━━ TEXTAUSZUG ━━

Pokern ist als Glücksspiel verboten, aber arm wird nur, wer mitmacht. Wird aber ums Wohnen gezockt, ist erschwingliches Mieten für viele bedroht – und wohnen muss jeder. Zwei hier stark betroffene Städte kamen zum Thema immerhin virtuell zusammen: Unter dem Motto „Unser Zuhause, nicht euer Spielfeld: Spekulation in Berlin und New York herausfordern“ lud die Rosa-Luxemburg-Stiftung zum digitalen Austausch.
Klarer auf den Punkt brachte die englische Titelvariante den zweisprachigen Austausch, benannte sie doch Willkür wie auch das Schielen nach Profit: „Gambling with our Homes.“ Die Metaphorik wurde nicht zu sehr ausgereizt, doch entsprach ihr der Grundgedanke. Inhaltlich in die gleiche Richtung ging der unbildliche, auch sperrige Ausdruck „financialization“ – deutsch mit „Finanzialisierung“ kaum eleganter. Denn was über seinen finanziellen Wert definiert wird, wird doch schnell Zockobjekt. Julieta Perucca formulierte deutlich, dass würdige Unterbringung von Menschen ein soziales Ziel sein müsse: „Housing is a social goal and not a financial instrument.“ Ihre Organisation „The Shift“ kämpft für Wohnen als Menschenrecht.
Einig war man in der Runde: Das Pokern ums Grundrecht benötigt nicht nur Regeln, ihre Geltung braucht auch staatlichen Eingriff, oder „governmental intervention“. Ein Gutteil des Abends kreiste denn auch um Formen dieses Eingreifens. Lena Afridi stellte fest: „New York City is the most unequal city in the United States.“ Besonders drückend sei diese Ungleichheit für „people of colour“. Ein eingreifender Staat könne hier die nötige Abhilfe schaffen. Sie ist früheres Mitglied der „Association for Neighborhood & Housing Development“, die sich für bezahlbaren Wohnraum in New York einsetzt.
Doch warum nicht auf Marktakteure vertrauen? Manchmal finden private Baupläne Applaus der Öffentlichkeit, etwa weil sie Annehmlichkeiten fürs Viertel versprechen. Oksana Mironova, Stadtplanungsexpertin und selbst in New York aufgewachsen, zeigte aber an Beispielen, was Wohnprojekte vieler Investoren fragwürdig macht: Oft sei unklar, wieweit sie einem aktuellen Wohnbedarf auch wirklich entsprechen und wie man sich die Bauten ein paar Jahre später vorstellen dürfe.

━━━
━━ BEREITGESTELLTES MATERIAL ━━

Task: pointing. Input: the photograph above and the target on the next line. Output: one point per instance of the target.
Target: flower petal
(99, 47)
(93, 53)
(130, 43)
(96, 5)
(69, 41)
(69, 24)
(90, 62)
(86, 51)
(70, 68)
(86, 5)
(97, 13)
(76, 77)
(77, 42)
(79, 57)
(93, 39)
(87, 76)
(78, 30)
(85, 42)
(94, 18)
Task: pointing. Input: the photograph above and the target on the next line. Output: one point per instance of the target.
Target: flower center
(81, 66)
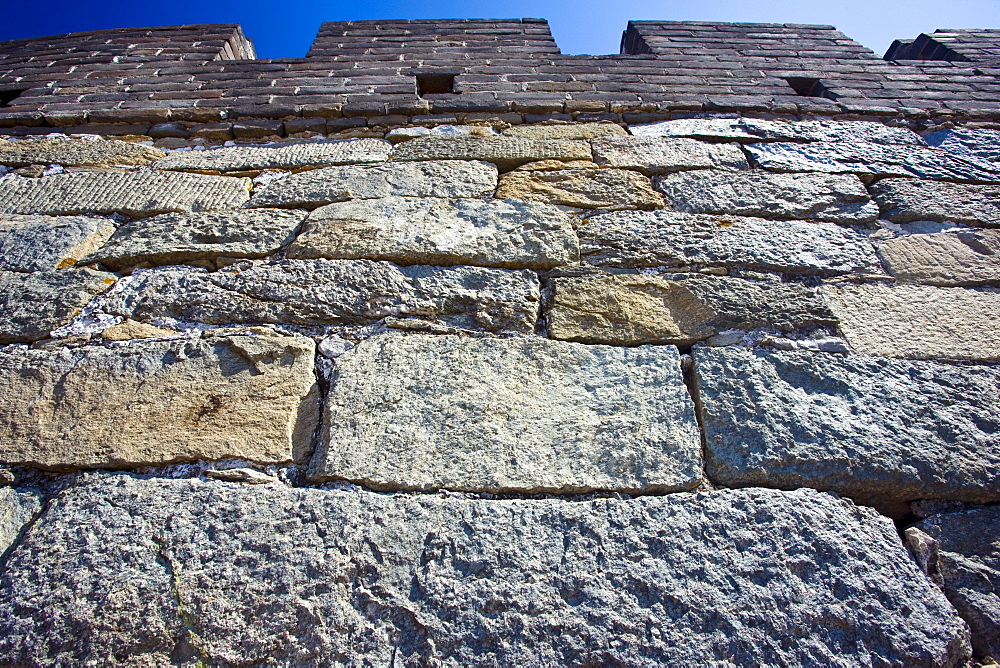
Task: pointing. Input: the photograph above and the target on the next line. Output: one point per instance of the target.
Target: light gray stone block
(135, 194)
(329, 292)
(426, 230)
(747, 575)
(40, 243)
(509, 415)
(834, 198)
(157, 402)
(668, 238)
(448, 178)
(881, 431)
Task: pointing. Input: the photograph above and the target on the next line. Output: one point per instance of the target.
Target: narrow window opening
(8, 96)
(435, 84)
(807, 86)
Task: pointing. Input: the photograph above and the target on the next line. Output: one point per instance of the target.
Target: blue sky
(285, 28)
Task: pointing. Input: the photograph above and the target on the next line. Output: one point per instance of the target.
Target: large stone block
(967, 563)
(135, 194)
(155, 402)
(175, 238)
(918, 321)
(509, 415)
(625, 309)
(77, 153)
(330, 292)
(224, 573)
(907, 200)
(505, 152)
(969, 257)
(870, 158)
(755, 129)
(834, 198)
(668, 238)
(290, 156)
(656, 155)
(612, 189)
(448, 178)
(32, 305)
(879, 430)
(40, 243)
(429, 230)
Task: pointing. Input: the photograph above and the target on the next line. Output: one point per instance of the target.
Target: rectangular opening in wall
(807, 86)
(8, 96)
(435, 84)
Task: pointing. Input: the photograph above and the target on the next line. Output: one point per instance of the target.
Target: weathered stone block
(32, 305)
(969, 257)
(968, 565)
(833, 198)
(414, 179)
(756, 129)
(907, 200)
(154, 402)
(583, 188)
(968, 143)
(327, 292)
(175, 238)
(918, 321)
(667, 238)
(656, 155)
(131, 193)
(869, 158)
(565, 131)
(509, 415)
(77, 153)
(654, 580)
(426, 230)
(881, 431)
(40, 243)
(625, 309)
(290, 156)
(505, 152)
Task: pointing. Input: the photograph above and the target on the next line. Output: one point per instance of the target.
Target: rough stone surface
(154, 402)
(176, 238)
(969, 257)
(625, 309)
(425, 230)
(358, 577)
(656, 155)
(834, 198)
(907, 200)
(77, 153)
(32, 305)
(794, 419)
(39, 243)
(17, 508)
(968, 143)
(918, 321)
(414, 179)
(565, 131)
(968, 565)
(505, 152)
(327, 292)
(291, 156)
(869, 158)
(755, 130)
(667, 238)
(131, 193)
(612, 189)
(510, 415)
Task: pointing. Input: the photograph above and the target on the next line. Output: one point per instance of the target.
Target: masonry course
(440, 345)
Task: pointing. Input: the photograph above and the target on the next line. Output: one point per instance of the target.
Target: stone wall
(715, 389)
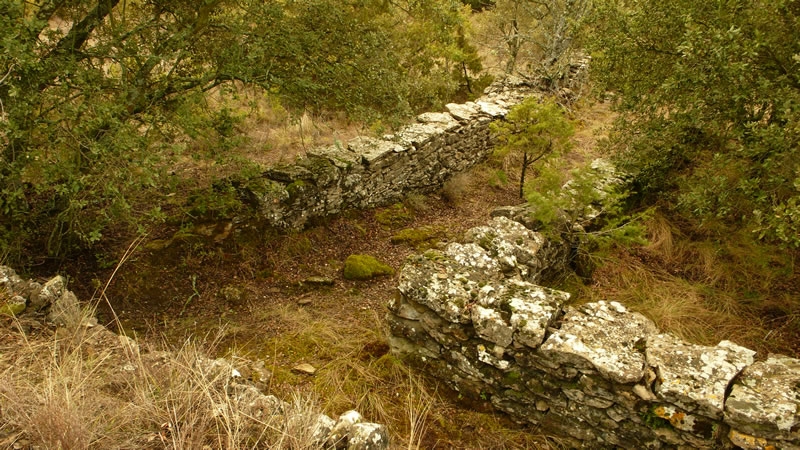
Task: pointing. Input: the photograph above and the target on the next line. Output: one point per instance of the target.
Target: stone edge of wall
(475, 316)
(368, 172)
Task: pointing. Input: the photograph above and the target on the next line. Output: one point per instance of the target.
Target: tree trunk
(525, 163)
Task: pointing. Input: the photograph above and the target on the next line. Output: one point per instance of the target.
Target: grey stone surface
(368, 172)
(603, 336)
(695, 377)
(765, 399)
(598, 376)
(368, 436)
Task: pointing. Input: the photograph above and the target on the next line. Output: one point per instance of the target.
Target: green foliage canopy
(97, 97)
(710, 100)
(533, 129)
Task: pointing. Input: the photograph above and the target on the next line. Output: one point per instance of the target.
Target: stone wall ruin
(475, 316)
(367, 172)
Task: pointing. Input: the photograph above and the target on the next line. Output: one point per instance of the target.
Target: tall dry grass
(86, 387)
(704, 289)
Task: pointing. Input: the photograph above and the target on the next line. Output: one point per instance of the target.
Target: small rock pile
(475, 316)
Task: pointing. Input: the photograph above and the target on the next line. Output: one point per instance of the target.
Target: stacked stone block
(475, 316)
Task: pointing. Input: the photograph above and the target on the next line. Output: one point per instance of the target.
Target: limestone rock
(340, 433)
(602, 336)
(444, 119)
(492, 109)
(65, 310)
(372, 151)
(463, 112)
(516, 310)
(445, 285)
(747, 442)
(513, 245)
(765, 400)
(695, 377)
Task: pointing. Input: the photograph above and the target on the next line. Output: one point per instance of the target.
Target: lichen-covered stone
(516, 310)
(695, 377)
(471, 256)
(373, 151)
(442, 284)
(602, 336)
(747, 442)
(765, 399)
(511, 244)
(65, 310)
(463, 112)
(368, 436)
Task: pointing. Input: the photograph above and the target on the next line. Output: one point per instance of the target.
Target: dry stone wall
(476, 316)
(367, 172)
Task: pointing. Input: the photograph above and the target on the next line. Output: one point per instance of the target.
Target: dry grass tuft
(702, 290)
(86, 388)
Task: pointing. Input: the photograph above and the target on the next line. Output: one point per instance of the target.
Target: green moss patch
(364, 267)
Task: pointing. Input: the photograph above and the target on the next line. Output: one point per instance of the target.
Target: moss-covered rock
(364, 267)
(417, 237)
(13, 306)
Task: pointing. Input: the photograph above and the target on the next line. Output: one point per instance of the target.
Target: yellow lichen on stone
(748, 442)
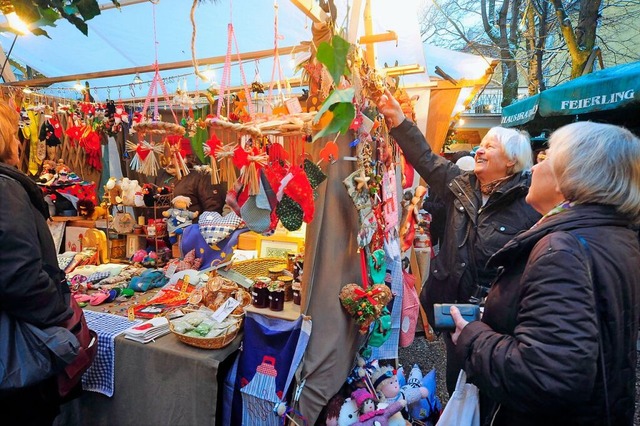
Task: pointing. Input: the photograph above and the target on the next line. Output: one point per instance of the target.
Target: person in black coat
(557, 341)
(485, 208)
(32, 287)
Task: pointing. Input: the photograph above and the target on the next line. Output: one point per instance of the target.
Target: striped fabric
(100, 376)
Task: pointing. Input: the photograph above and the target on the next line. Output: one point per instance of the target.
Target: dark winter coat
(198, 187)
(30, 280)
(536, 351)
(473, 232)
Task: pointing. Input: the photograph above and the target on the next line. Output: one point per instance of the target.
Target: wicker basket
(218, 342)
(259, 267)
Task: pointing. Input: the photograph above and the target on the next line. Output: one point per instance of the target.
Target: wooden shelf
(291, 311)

━━━

(ÜBUNGSAUFGABEN):
[1] Entscheiden Sie anhand des Textauszugs, ob die folgenden Aussagen zutreffen: (a) Die Veranstaltung der Rosa-Luxemburg-Stiftung fand digital statt. (b) Lena Afridi ist derzeit Mitglied der „Association for Neighborhood & Housing Development“. (c) Oksana Mironova ist in Berlin aufgewachsen. Antworten Sie jeweils mit Ja oder Nein und belegen Sie Ihre Antwort mit einem wörtlichen Zitat.
[2] Wofür kämpft laut Textauszug die Organisation „The Shift“?
[3] Schreiben Sie aus dem Textauszug den Abschnitt zwischen „Einig war man“ und „New York einsetzt.“ wörtlich ab, beide Stellen eingeschlossen.

(LÖSUNGEN):
[1]
(a) Ja: „lud die Rosa-Luxemburg-Stiftung zum digitalen Austausch“
(b) Nein: „Sie ist früheres Mitglied“
(c) Nein: „selbst in New York aufgewachsen“

[2] Für Wohnen als Menschenrecht.

[3]
Einig war man in der Runde: Das Pokern ums Grundrecht benötigt nicht nur Regeln, ihre Geltung braucht auch staatlichen Eingriff, oder „governmental intervention“. Ein Gutteil des Abends kreiste denn auch um Formen dieses Eingreifens. Lena Afridi stellte fest: „New York City is the most unequal city in the United States.“ Besonders drückend sei diese Ungleichheit für „people of colour“. Ein eingreifender Staat könne hier die nötige Abhilfe schaffen. Sie ist früheres Mitglied der „Association for Neighborhood & Housing Development“, die sich für bezahlbaren Wohnraum in New York einsetzt.